1917, is about two soldiers who are sent on foot to relay orders to colonel Mackenzie to stop an attack about to be carried about by 1,600 British soldiers against a seemingly retreating German Army. Early on in the film, we learn that the German’s aren’t capitulating in the trenches in which they were dug in, rather they are baiting the British into a trap.
The initial soldier chosen, Lance Corporal Thomas Blake, played by Dean-Charles Chapman, was specifically chosen because he is good with maps therefore he can be trusted to navigate through no man’s land, and his brother is part of the 1,600 multi-wave British attack that is about to charge straight into a one sided slaughter.
Lance Corporal Thomas Blake is chosen in the opening scene of the movie and is told to pick a man to go with him; he picks Lance Corporal William Schofield who is played by George MacKay.
Along the way, they encounter several instances of hardship and a little bit of tragedy.
Over the course of the first quarter to a half of the film via the events of the film, we learn quite a bit about the two main characters all the while not learning everything about them. Lance Corporal Blake and Lance Corporal Schofield have developed a bit of camaraderie. This of course isn’t unusual to see in a war film; it’s always implied there is a brotherhood between comrades considering not only the amount of time they spend together, but the very nature of what they go through with each other. However, we get a little glimpse into another reality; just because you work together doesn’t mean you like each other or that you won’t come into conflict with each other.
But enough of that digression.
Blake is a proud soldier who takes pride in his military achievements. A medal and ribbon means a lot to him. Schofield reveals that he doesn’t have his medal anymore. Blake assumes he lost it.
While at first glance, this seems as if it is just dialogue to pass the time and maybe develop characters, and it accomplishes that very well, it eventually pays off in a satisfying way.

Object position labeling listing:
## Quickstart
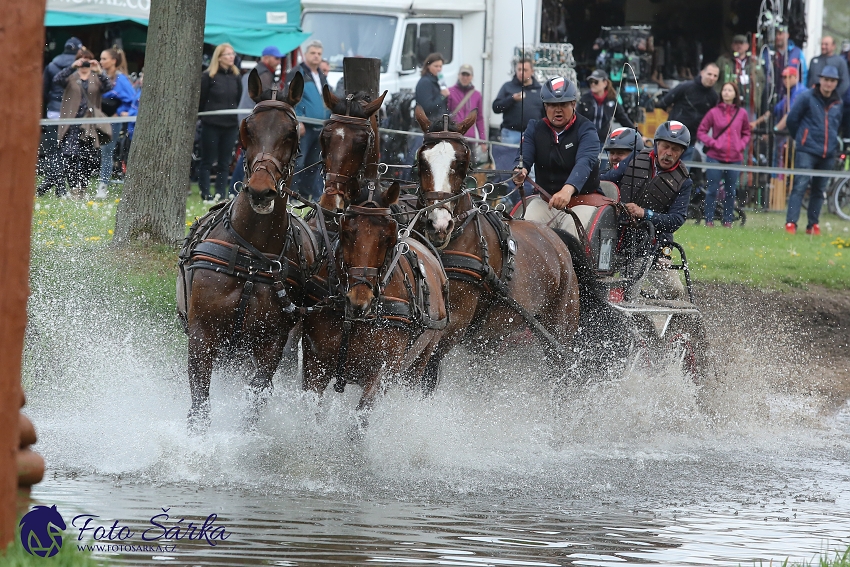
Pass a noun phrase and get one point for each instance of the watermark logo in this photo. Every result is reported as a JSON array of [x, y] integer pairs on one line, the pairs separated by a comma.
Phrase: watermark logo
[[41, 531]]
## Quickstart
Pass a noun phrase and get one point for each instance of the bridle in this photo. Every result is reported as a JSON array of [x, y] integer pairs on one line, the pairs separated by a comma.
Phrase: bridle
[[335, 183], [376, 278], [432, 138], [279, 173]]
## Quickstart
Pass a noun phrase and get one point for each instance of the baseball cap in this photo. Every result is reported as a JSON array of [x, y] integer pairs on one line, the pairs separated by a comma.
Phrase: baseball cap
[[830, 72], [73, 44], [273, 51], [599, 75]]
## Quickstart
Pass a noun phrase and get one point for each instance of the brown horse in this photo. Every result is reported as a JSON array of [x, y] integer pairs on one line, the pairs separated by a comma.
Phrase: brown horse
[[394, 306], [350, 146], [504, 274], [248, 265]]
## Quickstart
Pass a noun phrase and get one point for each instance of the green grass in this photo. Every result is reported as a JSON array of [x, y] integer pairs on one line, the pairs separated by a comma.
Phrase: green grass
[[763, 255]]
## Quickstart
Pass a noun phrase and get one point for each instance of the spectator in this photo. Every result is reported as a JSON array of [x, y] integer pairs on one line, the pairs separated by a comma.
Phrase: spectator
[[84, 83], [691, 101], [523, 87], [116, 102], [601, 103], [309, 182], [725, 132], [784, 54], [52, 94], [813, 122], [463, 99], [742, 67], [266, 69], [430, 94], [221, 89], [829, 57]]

**ACTIONS TO TAKE**:
1) In two sentences, summarize the passage about the film 1917.
2) Take the passage about the film 1917 further, starting right after its final sentence.

**RESULTS OF THE EXERCISE**:
1) The film 1917 follows two British soldiers sent on foot to carry orders calling off an attack by 1,600 British troops against a German Army that only seems to be retreating and is actually baiting them into a trap. Lance Corporal Blake, chosen because he is good with maps and his brother is in the attack, picks Lance Corporal Schofield to go with him, and along the way their camaraderie and character emerge, including a talk about Blake's pride in his medals and Schofield no longer having his, which later pays off.

2)
We even get a bit of dialogue from Lieutenant Leslie played by Andrew Scott who cogitates that the German’s are baiting the British into a trap and who gives credence to those who feel the way that Schofield does about the conflict.
“We fought and died over every inch of this fucking place. Now they suddenly give us miles? It’s a trap. But chin up. There’s a medal in it, for sure. Nothing like a scrap of ribbon to cheer up a widow.”
After navigating through No Man’s Land they arrive at the German’s abandoned trenches. They go through a sleeping quarters and quasi-bunker built by the German’s where Schofield sees a photograph of a family left behind on one of the bunks. This is important.
After nearly being blown to bits by a sprung trip wire and being trapped under the rubble, Schofield asks Blake why he had to choose him. He says this while ambiguously looking into a blue container that he carries. Even though Schofield is unhappy with the predicament he’s in, we learn very quickly that he’s not a coward. Schofield doesn’t capitulate to his unhappiness and honors his orders and agrees to keep helping his friend when offered the chance to go back.
1917 is not only one of the best war films, but one of the best films I have ever seen. It is spectacular in concept, in execution, and visually. It analyzes many nuances of war subtly through a very simple and tense story.
This film deserves more praise than it got, because it didn’t get enough.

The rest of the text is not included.